Consignes de travail: Selon le texte sur l'agriculture et le climat, quelles dimensions font partie des multifonctionnalités de l'agriculture ? Répondez en une phrase, s'il vous plaît.

Il faudra du courage pour renoncer à des pratiques agricoles devenues clairement incompatibles avec notre avenir climatique. C’est sans doute le plus difficile car cela demande d’interroger directement nos modes de vie et accepter que les choix d’hier ne sont plus adaptés aux enjeux d’aujourd’hui.

Les pratiques agricoles doivent servir les enjeux sociétaux et sociaux pour toutes et tous, pour une résilience à long terme. Chaque territoire est unique par son contexte et ses problématiques posées, il doit donc pouvoir se construire un avenir par une agriculture adaptée à ces enjeux.

Cette activité complexe, à l’interface de nombreux domaines, oblige à penser de façon globale et intégrée, notamment en termes de politiques et mesures :

  • Protéger la biodiversité et les milieux en évaluant les impacts de l’agriculture sur l’ensemble des enjeux environnementaux,
  • Favoriser la résilience de l’agriculture face aux aléas climatiques en intégrant aux réflexions l’ensemble des multifonctionnalités de l’agriculture (dimensions productives, sociales et environnementales),
  • Diminuer les émissions de gaz à effet de serre des systèmes alimentaires dans leur ensemble.

Matériel fourni:
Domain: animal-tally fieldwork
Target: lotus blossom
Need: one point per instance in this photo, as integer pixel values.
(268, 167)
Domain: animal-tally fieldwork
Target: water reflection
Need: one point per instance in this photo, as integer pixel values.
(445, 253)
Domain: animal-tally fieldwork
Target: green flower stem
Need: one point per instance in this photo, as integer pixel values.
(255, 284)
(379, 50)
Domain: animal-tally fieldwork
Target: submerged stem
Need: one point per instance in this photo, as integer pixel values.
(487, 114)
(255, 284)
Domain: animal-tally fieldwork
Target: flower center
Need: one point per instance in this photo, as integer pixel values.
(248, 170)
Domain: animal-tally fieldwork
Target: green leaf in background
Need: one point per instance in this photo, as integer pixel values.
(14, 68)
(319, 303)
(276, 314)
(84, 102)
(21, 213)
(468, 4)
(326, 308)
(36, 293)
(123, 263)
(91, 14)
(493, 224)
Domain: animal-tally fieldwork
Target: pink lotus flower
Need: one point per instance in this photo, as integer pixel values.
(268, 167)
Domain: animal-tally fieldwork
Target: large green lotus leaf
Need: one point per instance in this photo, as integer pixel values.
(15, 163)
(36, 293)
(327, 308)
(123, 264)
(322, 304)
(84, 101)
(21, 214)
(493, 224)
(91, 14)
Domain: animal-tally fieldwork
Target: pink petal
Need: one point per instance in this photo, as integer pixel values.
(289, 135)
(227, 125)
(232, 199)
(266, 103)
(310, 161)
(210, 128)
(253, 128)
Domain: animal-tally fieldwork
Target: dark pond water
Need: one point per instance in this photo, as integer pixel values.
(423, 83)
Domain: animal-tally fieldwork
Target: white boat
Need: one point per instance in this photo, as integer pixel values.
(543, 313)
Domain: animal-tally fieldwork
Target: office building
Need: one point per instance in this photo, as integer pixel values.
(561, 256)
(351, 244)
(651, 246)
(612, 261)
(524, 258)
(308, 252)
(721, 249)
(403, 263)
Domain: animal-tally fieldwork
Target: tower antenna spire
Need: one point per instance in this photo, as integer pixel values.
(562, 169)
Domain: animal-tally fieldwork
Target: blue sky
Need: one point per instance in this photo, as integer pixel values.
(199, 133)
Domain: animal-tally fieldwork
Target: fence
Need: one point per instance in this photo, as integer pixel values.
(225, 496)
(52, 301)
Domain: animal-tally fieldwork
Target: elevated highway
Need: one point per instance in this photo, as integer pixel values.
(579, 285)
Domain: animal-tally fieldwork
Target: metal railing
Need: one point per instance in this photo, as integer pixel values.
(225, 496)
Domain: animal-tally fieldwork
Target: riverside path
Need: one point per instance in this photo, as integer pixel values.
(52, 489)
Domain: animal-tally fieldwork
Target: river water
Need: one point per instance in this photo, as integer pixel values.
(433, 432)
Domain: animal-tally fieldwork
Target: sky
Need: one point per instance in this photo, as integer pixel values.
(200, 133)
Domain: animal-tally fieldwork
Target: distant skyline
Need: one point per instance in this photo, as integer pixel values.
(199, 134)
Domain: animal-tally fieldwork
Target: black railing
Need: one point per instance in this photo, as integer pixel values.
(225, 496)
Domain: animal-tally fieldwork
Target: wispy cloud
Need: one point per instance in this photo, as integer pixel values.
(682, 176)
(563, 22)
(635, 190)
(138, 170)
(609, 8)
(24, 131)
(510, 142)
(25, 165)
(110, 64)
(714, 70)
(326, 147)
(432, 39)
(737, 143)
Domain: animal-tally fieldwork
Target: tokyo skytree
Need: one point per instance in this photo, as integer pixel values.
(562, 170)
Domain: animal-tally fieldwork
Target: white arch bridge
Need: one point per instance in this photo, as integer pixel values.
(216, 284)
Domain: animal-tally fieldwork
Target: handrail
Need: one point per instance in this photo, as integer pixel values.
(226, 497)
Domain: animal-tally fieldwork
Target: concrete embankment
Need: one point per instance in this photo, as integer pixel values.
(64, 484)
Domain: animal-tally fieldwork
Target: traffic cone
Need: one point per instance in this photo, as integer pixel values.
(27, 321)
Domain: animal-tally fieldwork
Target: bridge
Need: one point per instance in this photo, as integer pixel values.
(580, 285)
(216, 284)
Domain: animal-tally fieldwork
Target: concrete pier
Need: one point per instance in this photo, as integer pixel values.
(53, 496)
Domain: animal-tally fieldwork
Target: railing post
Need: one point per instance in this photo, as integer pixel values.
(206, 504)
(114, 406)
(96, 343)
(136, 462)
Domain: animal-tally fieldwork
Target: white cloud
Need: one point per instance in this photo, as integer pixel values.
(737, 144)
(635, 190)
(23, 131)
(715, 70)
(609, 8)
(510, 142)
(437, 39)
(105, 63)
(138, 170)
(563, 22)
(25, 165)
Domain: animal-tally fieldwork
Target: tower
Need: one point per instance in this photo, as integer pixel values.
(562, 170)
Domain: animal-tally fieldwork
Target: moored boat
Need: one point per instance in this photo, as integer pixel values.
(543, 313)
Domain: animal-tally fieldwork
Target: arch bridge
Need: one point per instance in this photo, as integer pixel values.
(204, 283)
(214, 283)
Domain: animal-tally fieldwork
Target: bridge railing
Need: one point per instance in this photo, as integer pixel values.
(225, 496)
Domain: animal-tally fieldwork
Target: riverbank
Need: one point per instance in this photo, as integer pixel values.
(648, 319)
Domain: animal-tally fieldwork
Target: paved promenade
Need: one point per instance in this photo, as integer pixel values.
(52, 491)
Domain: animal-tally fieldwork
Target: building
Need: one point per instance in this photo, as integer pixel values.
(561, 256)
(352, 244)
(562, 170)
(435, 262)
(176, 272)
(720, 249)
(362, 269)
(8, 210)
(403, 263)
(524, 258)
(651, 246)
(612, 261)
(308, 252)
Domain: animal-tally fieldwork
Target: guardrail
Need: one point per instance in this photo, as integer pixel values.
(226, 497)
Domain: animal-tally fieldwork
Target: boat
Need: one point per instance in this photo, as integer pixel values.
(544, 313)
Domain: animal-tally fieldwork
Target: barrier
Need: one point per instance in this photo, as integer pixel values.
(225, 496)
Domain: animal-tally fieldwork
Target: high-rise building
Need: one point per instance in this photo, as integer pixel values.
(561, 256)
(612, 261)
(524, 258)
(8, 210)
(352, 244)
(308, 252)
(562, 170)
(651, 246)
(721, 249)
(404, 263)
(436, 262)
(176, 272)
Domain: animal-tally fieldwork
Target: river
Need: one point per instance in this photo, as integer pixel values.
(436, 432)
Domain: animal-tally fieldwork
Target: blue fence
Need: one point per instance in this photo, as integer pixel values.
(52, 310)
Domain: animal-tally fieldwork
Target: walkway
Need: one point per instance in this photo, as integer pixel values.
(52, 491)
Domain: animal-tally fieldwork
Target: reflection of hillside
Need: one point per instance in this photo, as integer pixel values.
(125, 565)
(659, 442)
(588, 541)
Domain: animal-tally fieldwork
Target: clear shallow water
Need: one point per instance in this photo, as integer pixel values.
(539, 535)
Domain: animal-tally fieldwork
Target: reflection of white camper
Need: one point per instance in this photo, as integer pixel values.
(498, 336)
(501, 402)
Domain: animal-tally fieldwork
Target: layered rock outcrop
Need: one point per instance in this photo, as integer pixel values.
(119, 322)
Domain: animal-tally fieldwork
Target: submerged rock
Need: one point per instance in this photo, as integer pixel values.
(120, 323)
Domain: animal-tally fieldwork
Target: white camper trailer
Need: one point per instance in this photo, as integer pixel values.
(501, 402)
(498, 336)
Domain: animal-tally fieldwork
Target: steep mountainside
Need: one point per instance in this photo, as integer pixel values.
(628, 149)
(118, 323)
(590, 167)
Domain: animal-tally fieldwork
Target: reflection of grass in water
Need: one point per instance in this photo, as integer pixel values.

Résultat de l'exercice: Les multifonctionnalités de l'agriculture comprennent les dimensions productives, sociales et environnementales.